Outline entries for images
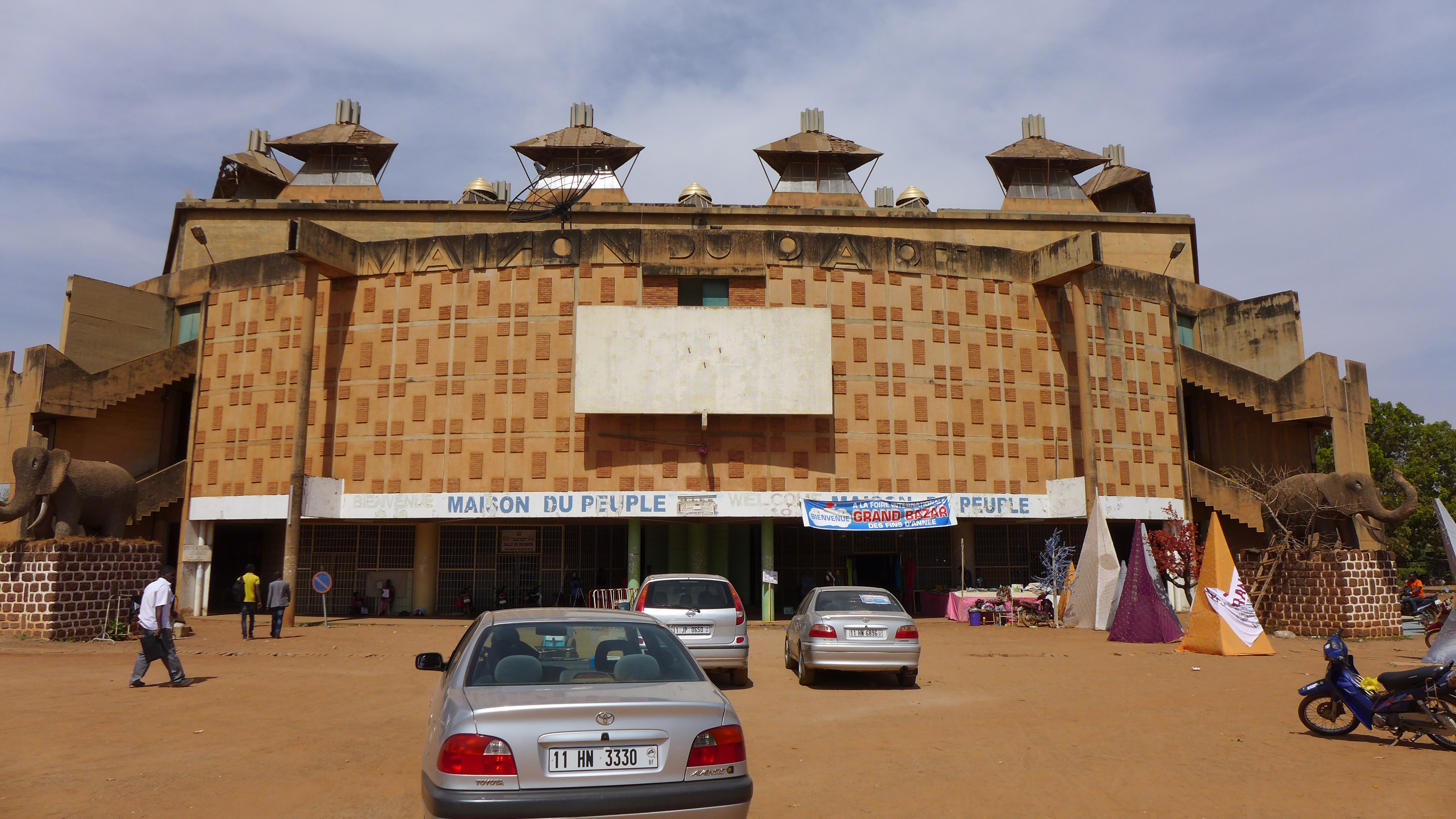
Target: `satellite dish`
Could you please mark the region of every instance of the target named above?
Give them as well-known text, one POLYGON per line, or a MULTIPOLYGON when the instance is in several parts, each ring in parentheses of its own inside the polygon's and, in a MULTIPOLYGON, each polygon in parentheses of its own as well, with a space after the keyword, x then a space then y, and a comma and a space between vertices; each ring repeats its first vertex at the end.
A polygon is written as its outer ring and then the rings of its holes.
POLYGON ((559 168, 550 173, 543 173, 526 187, 505 213, 511 222, 540 222, 543 219, 561 219, 566 224, 571 219, 571 205, 581 201, 587 191, 597 184, 600 169, 596 165, 571 165, 559 168))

Aim:
In all the records above, switch "satellite dish" to "antenna" and give every line again with nothing else changed. Leave out the pictures.

Final answer:
Target: `antenna`
Could you please mark the region of every instance of the target named above?
Give them as well-known text, one POLYGON per line, or a MULTIPOLYGON when the instance is in several parts, each ring in parentheses of its own inside the polygon's and, in a MULTIPOLYGON, each polygon in parentheses of its own as well, with a space after the keyword, x then a space then y, and a comma and a space between vertices; each ring repeats its first vertex at the end.
A polygon is written as its outer ring and then the rings of its holes.
POLYGON ((559 168, 550 173, 543 173, 526 187, 505 213, 511 222, 540 222, 543 219, 561 219, 566 224, 571 219, 571 205, 581 201, 587 191, 597 184, 600 169, 596 165, 571 165, 559 168))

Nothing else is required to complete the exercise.